(Records excerpted from a collection)
----

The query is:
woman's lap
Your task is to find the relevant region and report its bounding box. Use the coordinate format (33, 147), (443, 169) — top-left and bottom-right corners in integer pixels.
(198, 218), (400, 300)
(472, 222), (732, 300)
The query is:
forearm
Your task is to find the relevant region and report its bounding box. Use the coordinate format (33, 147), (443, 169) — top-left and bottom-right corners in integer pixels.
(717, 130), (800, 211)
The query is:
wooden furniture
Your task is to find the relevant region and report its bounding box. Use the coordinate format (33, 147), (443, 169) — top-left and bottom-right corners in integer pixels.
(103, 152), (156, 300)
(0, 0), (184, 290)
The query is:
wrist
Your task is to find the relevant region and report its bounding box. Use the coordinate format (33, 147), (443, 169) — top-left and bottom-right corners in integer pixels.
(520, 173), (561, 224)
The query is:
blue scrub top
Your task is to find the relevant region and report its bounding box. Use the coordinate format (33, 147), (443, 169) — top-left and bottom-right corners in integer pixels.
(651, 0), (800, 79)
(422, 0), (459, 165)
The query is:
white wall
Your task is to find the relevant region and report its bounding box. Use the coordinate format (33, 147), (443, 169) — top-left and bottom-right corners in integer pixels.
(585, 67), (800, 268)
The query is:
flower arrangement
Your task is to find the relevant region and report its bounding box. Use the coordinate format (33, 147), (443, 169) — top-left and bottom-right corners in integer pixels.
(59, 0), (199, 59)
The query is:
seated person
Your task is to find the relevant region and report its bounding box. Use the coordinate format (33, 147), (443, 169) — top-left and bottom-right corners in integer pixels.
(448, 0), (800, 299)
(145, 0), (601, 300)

----

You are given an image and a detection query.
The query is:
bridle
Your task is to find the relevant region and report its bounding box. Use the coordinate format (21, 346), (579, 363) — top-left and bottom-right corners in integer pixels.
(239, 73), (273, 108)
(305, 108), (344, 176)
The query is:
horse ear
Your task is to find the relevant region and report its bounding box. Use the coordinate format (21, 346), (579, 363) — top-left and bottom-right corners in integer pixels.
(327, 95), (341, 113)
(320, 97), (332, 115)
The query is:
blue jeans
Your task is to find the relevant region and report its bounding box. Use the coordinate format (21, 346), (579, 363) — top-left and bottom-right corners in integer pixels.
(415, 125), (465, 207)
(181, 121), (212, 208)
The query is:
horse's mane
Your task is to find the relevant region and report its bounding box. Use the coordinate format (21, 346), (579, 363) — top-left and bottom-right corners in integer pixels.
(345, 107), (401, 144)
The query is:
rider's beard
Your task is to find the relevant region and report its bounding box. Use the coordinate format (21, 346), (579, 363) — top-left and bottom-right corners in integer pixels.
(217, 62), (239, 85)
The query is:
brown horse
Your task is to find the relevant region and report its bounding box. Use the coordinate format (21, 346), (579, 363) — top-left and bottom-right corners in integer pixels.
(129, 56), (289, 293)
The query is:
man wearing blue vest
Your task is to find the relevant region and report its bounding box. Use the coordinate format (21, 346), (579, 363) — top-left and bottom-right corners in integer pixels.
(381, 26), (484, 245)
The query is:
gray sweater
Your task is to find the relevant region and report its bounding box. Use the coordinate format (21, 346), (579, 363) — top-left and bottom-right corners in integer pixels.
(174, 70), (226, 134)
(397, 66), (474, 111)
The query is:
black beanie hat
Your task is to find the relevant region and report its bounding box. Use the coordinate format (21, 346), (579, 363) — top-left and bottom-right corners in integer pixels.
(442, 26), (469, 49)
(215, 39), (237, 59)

----

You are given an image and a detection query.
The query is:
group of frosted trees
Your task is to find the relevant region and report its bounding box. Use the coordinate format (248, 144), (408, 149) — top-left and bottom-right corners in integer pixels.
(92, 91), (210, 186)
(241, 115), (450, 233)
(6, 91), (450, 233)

----

# [Aim]
Return every line of the records that contains the word "blue".

# [Written response]
blue scrub top
blue jeans
man wearing blue vest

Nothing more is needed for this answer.